How many lines of the material below contain the word "wooden", with case counting? Give only the number.
%%
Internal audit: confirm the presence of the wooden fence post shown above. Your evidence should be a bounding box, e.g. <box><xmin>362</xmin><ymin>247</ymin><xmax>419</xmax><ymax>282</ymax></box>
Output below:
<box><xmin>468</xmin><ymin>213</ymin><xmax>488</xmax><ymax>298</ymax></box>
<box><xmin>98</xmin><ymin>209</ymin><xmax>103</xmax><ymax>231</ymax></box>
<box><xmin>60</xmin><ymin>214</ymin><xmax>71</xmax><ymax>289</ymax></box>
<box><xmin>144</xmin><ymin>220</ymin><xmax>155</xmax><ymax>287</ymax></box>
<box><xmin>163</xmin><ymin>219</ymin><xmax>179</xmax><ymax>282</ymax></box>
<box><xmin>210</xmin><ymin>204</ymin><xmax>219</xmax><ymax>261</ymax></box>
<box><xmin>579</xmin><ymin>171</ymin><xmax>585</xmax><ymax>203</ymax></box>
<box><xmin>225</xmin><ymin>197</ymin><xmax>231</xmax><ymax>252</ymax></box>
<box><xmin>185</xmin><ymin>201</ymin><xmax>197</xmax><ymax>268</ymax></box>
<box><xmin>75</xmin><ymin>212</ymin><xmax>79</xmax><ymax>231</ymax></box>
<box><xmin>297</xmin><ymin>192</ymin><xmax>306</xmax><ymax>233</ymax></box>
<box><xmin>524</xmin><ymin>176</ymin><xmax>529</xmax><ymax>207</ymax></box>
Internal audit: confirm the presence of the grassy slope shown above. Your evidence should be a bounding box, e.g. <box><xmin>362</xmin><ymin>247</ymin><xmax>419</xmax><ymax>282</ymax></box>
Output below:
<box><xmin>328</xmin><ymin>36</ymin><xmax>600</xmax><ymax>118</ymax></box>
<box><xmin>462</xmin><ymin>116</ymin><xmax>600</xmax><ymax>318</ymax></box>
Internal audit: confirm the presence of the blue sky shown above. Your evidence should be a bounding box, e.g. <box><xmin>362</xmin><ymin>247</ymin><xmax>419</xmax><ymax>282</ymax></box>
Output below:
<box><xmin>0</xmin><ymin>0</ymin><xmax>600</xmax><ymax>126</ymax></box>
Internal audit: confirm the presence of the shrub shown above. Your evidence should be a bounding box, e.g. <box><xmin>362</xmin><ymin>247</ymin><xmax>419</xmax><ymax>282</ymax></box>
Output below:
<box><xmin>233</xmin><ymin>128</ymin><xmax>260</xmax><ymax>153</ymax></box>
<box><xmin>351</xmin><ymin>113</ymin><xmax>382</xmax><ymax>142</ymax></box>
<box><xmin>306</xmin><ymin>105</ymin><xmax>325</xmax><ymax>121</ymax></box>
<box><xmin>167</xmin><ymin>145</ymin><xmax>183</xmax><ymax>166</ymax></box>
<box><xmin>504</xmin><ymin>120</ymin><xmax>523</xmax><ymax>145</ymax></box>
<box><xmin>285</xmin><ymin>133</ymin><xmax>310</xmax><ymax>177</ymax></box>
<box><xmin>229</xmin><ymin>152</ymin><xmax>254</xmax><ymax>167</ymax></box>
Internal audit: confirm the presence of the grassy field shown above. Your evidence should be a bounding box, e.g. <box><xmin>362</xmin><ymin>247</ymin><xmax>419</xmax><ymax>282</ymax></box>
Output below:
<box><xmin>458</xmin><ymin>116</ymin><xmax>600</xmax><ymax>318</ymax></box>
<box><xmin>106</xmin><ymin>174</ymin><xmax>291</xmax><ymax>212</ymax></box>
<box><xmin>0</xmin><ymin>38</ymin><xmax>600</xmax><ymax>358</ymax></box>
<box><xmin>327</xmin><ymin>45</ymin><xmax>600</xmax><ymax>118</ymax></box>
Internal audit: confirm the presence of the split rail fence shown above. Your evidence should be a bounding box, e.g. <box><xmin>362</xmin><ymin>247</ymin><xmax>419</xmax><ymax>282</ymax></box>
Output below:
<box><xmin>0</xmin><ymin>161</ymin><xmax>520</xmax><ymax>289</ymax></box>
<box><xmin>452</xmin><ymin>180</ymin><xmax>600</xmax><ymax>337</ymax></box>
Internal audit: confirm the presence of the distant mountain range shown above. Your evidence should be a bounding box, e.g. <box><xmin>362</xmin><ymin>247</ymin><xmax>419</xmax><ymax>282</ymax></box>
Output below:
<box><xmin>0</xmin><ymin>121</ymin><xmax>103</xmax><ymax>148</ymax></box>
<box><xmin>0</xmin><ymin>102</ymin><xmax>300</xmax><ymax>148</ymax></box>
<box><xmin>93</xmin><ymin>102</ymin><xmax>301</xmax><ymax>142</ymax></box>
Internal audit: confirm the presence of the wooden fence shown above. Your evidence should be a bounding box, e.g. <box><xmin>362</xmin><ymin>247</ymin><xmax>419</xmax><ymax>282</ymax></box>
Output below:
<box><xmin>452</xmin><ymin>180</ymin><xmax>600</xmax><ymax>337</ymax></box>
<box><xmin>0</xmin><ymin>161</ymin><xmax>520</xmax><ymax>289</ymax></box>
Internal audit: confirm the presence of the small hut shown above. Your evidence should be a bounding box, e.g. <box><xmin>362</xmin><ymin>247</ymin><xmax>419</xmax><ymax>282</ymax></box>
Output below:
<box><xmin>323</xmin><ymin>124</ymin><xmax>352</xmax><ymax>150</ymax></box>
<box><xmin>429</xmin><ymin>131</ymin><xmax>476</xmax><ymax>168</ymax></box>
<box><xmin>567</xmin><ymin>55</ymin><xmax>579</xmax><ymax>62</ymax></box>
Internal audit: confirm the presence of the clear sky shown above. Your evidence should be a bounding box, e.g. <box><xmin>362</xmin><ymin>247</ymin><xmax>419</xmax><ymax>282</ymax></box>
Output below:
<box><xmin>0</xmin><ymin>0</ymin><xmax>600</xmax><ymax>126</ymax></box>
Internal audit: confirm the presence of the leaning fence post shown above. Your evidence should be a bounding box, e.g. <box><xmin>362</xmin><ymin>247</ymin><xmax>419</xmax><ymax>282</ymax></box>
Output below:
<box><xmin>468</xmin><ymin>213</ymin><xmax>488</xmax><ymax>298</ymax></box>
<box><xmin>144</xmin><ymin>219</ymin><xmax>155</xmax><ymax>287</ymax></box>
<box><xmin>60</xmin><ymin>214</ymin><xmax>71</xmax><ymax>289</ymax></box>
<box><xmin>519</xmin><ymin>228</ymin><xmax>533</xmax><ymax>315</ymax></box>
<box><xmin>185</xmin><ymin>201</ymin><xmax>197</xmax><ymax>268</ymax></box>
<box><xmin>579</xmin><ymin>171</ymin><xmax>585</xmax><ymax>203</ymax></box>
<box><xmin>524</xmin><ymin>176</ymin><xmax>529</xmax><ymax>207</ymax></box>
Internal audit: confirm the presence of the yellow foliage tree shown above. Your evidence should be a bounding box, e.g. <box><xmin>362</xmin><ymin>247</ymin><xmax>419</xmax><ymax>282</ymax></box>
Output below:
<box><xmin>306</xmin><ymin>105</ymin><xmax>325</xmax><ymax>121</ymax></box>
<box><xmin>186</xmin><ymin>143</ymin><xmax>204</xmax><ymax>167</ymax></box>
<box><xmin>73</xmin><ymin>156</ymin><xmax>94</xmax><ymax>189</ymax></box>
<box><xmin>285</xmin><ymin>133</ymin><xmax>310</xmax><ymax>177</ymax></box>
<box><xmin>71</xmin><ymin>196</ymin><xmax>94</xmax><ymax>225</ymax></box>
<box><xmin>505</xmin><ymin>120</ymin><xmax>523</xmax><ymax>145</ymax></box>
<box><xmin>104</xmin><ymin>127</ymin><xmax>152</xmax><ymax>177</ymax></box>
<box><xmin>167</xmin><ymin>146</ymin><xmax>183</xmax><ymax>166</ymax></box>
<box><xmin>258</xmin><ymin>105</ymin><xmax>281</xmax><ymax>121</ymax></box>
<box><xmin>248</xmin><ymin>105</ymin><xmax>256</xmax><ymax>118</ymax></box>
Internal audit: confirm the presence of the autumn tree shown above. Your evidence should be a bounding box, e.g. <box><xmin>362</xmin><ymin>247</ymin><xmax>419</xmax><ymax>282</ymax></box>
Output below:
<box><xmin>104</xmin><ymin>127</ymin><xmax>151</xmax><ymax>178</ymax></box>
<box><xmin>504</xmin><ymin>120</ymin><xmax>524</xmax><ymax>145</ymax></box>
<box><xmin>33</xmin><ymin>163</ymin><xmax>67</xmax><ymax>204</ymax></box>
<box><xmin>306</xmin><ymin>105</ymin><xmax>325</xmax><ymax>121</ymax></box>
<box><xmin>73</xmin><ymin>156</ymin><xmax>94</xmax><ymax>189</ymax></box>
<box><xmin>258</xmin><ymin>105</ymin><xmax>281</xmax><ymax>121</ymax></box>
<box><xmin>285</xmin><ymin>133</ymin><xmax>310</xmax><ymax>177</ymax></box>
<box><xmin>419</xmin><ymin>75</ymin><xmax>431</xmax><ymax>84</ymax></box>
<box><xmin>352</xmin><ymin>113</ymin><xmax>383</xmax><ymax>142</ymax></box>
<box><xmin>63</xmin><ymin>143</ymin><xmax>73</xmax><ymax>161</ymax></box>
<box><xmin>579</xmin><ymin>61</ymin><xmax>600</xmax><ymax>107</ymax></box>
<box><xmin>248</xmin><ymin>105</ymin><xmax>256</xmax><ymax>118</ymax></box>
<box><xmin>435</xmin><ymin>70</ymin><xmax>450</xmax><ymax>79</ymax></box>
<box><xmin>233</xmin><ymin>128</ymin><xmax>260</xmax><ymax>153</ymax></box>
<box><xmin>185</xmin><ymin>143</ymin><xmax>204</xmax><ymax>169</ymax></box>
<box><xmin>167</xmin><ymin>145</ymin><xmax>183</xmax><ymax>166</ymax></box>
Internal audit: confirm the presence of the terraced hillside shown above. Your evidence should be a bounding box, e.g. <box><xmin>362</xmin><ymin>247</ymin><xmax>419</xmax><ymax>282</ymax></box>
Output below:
%%
RESPONSE FOR THIS EXERCISE
2